**What to work on**
Copy each of the items that follow word for word, keeping every line intact.

>> begin

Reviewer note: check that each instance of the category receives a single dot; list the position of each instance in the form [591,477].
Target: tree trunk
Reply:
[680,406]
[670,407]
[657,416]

>> end

**Answer below**
Reviewer note: check that each instance of the category receives a single dot; list the position of each instance in the form [591,477].
Target: tree trunk
Reply:
[680,406]
[670,407]
[657,416]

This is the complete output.